■ **What the exercise asks**:
Only one stretch of the data below is wanted: the lines from the one with "Query: golden baked top" through the one with "the form (255,388);", repeated exactly.

═════ Source records

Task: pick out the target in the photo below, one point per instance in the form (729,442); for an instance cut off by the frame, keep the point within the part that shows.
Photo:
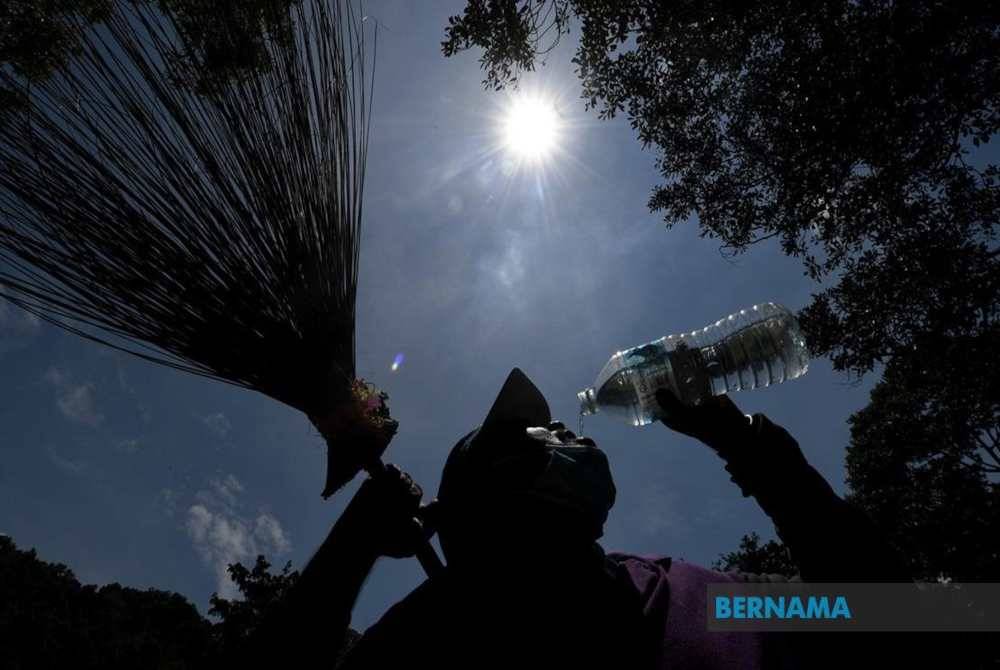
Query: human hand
(386,517)
(717,421)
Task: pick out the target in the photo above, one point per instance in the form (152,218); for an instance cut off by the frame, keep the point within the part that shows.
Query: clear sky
(471,264)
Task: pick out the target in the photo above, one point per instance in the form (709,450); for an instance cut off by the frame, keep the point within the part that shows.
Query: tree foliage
(49,620)
(925,464)
(847,132)
(769,558)
(261,591)
(840,128)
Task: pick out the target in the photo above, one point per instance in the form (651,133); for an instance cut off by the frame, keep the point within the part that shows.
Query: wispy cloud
(67,465)
(222,534)
(218,424)
(75,401)
(129,446)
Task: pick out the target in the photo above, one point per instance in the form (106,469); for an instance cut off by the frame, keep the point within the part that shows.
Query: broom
(186,186)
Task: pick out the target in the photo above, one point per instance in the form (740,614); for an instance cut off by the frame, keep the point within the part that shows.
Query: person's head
(520,483)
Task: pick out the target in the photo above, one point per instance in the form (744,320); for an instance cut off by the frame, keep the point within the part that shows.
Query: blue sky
(471,265)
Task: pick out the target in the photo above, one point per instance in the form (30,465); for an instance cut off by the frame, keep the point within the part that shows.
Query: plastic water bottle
(753,348)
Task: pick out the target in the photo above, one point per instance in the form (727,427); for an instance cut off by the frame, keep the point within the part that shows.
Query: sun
(531,128)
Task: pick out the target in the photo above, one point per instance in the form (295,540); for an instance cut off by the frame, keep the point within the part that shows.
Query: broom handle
(429,560)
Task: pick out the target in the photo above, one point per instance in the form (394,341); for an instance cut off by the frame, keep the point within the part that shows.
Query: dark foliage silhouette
(49,620)
(768,558)
(847,133)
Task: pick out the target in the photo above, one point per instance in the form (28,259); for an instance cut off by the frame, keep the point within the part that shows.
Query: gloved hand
(761,457)
(385,517)
(717,421)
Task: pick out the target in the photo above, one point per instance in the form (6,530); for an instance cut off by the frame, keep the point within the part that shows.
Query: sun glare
(531,128)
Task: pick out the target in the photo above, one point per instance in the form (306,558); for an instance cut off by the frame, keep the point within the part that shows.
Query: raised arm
(311,624)
(829,539)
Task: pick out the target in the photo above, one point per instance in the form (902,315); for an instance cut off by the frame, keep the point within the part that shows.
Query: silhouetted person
(521,505)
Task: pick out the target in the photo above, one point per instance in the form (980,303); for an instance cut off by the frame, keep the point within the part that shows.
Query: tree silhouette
(847,133)
(49,620)
(770,558)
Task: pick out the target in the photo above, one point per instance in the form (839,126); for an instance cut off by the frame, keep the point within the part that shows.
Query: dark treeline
(48,619)
(860,136)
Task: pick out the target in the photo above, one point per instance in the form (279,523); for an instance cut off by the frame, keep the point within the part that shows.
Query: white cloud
(222,534)
(75,401)
(218,424)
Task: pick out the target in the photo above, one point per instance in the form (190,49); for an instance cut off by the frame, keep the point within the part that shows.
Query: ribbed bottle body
(753,348)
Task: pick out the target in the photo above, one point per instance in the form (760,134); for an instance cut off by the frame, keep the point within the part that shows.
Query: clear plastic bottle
(755,347)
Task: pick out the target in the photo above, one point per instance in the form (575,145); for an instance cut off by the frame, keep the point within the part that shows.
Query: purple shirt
(679,590)
(602,623)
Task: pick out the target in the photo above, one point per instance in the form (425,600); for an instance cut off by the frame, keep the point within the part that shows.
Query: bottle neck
(588,401)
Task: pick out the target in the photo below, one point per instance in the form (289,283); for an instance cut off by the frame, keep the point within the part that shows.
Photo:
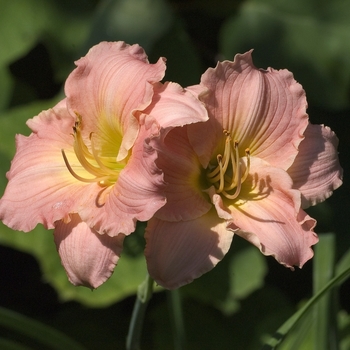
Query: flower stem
(144,294)
(175,306)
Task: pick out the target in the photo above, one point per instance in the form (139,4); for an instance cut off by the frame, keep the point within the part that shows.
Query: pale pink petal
(264,111)
(88,257)
(316,171)
(178,252)
(137,195)
(267,215)
(40,188)
(182,176)
(110,84)
(174,106)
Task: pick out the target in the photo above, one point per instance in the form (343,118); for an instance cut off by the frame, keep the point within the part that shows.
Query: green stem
(292,321)
(177,319)
(144,294)
(48,337)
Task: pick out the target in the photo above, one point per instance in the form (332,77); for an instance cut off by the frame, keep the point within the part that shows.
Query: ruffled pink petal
(264,111)
(137,194)
(316,171)
(40,188)
(88,257)
(267,214)
(178,252)
(182,176)
(111,83)
(174,106)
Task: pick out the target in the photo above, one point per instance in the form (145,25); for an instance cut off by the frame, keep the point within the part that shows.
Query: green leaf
(21,23)
(311,38)
(133,21)
(324,325)
(297,317)
(239,274)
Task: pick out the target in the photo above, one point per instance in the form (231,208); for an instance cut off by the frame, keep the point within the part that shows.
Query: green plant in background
(235,305)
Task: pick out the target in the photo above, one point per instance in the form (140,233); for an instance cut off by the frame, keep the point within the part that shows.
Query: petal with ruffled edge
(40,188)
(174,106)
(267,214)
(178,252)
(182,176)
(316,171)
(264,110)
(110,84)
(88,257)
(137,194)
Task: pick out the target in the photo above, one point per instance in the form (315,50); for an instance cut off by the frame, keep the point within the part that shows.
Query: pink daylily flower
(250,170)
(87,170)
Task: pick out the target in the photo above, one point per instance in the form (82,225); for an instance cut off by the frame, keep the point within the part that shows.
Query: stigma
(226,175)
(104,170)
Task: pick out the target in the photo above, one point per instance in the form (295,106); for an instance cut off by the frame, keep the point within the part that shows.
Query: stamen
(105,170)
(225,178)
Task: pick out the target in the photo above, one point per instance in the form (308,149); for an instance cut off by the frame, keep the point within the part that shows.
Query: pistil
(228,180)
(104,169)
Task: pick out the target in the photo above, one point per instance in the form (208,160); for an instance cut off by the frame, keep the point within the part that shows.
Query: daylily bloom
(250,170)
(87,170)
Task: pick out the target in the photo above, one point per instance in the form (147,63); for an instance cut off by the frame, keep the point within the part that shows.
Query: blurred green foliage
(247,296)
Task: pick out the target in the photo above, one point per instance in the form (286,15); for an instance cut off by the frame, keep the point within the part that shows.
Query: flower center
(105,169)
(227,175)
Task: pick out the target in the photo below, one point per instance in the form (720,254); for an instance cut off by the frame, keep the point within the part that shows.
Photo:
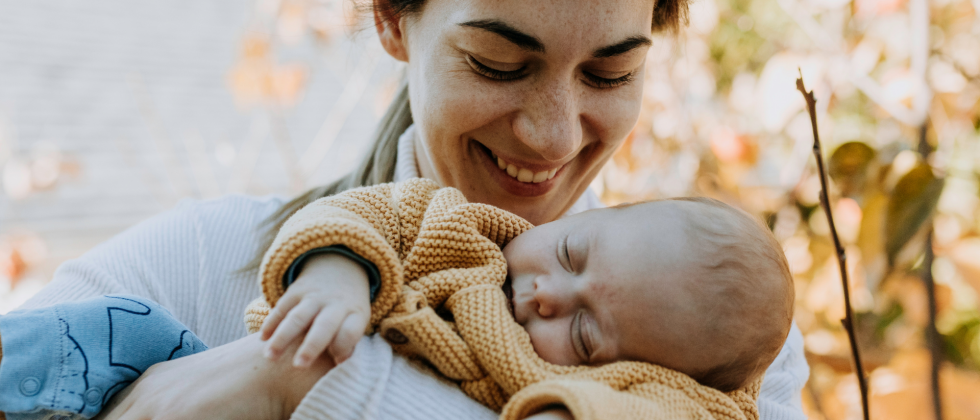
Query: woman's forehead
(554,23)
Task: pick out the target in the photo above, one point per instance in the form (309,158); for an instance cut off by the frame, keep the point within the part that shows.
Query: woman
(517,104)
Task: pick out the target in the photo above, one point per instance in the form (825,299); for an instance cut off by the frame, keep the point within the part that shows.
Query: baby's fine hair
(745,269)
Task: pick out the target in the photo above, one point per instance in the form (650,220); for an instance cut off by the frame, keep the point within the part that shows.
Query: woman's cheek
(612,114)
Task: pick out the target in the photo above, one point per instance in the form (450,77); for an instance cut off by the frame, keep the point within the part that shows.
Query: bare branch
(848,321)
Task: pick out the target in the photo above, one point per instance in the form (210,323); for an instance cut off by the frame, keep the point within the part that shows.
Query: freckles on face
(550,120)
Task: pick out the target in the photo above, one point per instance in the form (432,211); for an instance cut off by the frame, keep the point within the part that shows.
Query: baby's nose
(551,300)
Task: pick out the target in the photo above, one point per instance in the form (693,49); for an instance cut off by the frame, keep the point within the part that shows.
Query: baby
(691,285)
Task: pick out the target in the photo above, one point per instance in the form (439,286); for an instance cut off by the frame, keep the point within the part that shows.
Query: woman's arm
(780,397)
(232,381)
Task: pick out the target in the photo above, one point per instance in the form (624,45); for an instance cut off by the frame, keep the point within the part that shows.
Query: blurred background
(112,111)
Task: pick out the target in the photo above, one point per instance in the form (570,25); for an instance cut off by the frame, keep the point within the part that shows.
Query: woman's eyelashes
(604,83)
(493,73)
(506,75)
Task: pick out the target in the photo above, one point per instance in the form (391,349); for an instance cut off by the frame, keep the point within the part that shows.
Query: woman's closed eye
(494,73)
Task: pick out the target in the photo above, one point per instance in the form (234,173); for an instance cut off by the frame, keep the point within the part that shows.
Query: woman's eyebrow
(623,46)
(512,34)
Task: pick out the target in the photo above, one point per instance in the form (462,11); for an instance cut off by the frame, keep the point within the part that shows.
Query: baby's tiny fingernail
(301,361)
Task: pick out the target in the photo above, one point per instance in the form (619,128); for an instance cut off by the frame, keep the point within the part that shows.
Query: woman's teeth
(525,175)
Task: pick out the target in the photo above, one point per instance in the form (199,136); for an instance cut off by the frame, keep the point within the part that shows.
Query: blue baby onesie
(67,360)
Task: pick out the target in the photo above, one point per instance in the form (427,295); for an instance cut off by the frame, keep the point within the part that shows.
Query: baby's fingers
(277,314)
(320,335)
(350,333)
(292,326)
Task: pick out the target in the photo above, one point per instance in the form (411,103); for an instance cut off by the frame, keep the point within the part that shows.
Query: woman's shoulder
(232,220)
(233,207)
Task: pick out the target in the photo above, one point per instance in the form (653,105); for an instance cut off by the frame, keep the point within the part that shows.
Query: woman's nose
(549,122)
(552,301)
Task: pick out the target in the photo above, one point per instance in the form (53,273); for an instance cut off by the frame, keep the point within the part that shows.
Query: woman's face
(519,103)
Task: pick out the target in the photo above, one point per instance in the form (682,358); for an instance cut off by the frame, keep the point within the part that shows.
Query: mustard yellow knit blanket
(435,251)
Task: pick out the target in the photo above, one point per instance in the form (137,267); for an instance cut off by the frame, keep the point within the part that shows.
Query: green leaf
(911,203)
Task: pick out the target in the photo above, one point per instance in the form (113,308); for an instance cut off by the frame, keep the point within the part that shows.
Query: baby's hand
(329,302)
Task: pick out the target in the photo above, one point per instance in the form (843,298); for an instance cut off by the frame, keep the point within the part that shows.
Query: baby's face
(609,285)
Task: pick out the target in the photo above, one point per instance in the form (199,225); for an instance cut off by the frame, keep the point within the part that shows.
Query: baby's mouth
(509,292)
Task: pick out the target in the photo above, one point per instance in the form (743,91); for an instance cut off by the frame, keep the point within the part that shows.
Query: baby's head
(691,284)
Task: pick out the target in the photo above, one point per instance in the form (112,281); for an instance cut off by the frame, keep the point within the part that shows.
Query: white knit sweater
(187,260)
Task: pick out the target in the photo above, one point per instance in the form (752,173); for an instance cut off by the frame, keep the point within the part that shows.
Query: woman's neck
(423,159)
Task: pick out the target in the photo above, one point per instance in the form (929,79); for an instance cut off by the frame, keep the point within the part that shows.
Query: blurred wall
(112,111)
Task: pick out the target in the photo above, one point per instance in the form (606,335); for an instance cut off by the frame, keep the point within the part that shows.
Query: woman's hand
(329,302)
(233,381)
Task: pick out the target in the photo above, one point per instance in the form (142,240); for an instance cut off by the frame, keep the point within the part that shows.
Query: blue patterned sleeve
(70,358)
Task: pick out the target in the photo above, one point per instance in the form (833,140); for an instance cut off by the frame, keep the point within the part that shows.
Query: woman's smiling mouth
(522,174)
(518,179)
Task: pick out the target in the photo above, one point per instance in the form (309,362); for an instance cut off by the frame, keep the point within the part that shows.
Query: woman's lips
(519,180)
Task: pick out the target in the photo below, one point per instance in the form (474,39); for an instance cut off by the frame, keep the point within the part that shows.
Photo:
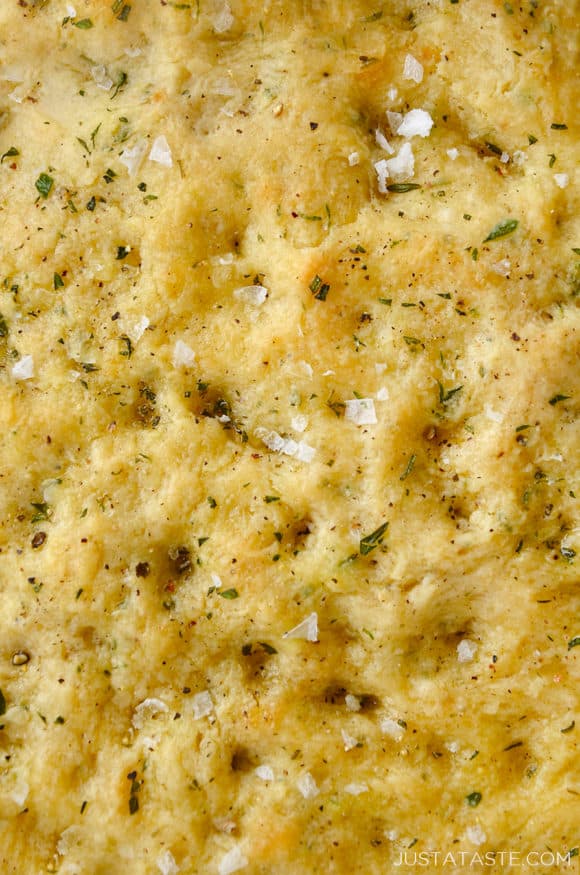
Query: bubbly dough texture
(288,447)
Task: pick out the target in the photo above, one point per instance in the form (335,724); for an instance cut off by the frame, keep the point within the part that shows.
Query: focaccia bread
(288,457)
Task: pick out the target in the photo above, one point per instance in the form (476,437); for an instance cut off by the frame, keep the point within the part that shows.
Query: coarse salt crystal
(416,123)
(265,773)
(307,629)
(166,863)
(160,152)
(475,834)
(412,69)
(299,422)
(132,158)
(382,141)
(101,78)
(356,789)
(361,411)
(233,861)
(255,295)
(394,119)
(23,369)
(307,786)
(502,268)
(348,740)
(492,414)
(352,702)
(202,705)
(224,19)
(147,709)
(402,166)
(466,650)
(20,793)
(182,354)
(139,329)
(275,442)
(392,728)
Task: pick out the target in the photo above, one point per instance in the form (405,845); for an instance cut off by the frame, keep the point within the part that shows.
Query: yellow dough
(251,385)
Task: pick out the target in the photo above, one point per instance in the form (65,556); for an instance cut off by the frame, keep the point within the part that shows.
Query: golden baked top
(288,457)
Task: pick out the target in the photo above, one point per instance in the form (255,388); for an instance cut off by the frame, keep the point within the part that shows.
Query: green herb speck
(369,542)
(473,799)
(44,184)
(502,229)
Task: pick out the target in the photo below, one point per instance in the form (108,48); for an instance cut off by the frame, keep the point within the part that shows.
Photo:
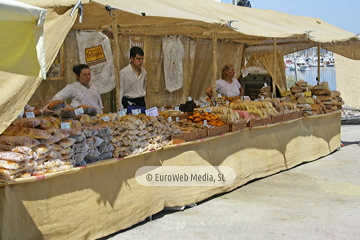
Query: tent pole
(274,76)
(214,57)
(318,78)
(116,63)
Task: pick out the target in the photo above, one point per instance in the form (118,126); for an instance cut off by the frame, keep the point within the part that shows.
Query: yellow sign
(94,53)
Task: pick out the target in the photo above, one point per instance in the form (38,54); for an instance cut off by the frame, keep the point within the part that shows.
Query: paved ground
(317,200)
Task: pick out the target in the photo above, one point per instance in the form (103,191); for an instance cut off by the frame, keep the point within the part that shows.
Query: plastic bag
(15,157)
(19,141)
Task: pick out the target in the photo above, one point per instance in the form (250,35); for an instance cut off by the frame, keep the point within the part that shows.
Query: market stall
(96,199)
(105,197)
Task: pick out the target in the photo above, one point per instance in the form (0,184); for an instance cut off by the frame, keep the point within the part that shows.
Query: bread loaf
(18,141)
(56,105)
(28,122)
(318,92)
(24,131)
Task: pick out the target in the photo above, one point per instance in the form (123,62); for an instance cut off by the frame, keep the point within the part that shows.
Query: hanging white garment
(173,55)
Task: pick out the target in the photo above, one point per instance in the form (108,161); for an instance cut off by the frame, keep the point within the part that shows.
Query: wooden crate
(298,114)
(224,129)
(213,132)
(234,127)
(201,133)
(254,123)
(288,116)
(266,121)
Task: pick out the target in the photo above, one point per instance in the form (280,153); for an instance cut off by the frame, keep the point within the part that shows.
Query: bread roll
(24,131)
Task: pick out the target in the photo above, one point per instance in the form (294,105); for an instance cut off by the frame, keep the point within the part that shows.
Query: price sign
(79,111)
(122,113)
(30,114)
(135,111)
(152,112)
(65,125)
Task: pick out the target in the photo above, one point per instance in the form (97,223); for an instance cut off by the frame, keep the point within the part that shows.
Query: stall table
(104,197)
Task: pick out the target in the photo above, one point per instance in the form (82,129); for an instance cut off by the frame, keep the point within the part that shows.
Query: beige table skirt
(92,202)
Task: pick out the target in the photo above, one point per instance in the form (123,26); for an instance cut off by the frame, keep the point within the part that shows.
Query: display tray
(276,118)
(254,123)
(298,114)
(224,129)
(288,116)
(201,133)
(177,139)
(234,127)
(266,121)
(213,132)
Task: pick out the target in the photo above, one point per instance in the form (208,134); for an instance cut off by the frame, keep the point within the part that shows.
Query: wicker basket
(288,116)
(298,114)
(234,127)
(224,129)
(266,121)
(201,133)
(254,123)
(213,132)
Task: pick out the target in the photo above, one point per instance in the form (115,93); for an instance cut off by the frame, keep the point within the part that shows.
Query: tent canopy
(256,29)
(22,44)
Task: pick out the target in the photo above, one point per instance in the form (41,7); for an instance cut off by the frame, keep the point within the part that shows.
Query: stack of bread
(16,161)
(227,115)
(134,134)
(256,109)
(44,140)
(265,92)
(313,100)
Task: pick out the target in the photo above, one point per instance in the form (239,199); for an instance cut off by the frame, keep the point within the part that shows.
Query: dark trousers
(140,101)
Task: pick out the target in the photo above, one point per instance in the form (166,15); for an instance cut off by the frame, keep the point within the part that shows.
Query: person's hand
(46,111)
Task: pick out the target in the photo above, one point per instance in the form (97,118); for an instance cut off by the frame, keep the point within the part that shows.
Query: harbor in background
(303,65)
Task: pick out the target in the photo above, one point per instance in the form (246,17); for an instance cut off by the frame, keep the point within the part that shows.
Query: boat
(303,65)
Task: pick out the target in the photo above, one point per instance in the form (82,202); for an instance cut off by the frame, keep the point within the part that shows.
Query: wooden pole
(214,57)
(116,63)
(318,78)
(275,71)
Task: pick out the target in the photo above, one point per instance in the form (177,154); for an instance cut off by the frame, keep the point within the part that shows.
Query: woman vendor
(81,92)
(228,85)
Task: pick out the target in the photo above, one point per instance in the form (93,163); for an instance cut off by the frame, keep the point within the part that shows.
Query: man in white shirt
(133,80)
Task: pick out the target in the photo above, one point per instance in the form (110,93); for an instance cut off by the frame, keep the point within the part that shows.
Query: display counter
(104,197)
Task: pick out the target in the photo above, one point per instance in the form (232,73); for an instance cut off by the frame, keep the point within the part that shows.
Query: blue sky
(344,14)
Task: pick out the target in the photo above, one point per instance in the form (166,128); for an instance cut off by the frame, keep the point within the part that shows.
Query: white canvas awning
(22,43)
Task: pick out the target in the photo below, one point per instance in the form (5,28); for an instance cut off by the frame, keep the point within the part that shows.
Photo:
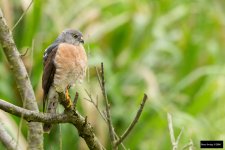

══════════

■ **Answer for this exercise**:
Query: golden baked top
(288,457)
Task: pick out the target in the photo above, one point per instance in the form (255,388); for an instance cut off by the frame, keep the point within the part that shows.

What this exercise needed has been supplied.